### THE TASK
What is needed is an exact retyping of the records below, from the first line through the line that contains "Target: reflective water surface".
• • • •
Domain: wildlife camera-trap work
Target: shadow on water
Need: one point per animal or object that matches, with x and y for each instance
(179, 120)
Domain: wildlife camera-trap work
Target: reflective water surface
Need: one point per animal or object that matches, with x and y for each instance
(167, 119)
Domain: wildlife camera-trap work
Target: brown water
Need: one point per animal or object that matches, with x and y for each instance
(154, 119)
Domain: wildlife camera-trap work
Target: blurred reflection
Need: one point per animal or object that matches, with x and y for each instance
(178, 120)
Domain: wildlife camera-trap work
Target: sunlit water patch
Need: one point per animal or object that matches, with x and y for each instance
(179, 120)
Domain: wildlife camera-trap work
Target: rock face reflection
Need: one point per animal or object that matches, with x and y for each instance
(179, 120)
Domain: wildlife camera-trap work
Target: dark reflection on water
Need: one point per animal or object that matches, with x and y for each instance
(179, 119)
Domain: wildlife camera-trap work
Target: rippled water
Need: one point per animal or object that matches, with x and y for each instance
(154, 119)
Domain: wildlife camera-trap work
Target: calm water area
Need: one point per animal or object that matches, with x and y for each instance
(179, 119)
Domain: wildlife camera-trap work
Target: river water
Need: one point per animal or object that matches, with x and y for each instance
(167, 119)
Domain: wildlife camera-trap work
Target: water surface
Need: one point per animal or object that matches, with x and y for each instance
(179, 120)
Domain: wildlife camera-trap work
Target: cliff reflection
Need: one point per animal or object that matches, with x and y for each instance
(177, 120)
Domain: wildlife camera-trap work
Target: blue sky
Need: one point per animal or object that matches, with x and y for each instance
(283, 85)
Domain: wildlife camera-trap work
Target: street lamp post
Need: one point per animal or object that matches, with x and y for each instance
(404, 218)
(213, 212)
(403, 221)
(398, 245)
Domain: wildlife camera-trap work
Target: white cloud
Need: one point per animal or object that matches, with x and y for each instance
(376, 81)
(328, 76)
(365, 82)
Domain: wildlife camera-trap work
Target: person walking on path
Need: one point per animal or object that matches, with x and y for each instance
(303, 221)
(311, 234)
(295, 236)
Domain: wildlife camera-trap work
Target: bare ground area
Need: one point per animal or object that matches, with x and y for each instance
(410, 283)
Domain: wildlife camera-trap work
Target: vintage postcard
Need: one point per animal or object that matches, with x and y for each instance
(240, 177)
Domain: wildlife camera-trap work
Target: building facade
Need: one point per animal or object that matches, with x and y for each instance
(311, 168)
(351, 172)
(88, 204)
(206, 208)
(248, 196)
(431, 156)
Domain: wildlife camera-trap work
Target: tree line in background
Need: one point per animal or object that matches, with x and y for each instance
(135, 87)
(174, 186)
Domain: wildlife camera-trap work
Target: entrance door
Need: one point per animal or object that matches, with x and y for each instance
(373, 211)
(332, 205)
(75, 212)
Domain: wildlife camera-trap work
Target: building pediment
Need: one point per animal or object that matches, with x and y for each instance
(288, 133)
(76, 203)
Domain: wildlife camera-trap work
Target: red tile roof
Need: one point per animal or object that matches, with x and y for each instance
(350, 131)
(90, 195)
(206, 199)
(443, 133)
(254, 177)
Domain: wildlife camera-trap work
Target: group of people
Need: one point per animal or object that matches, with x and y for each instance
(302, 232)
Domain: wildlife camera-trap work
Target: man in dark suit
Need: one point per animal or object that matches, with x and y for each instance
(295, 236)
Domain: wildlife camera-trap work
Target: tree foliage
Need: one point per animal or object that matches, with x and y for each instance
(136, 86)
• • • •
### ANSWER BELOW
Domain: wildlife camera-trap work
Target: shadow on water
Need: one point per animal or object that matches, with x and y for each instance
(179, 120)
Domain: wildlife camera-trap work
Target: reflective water surface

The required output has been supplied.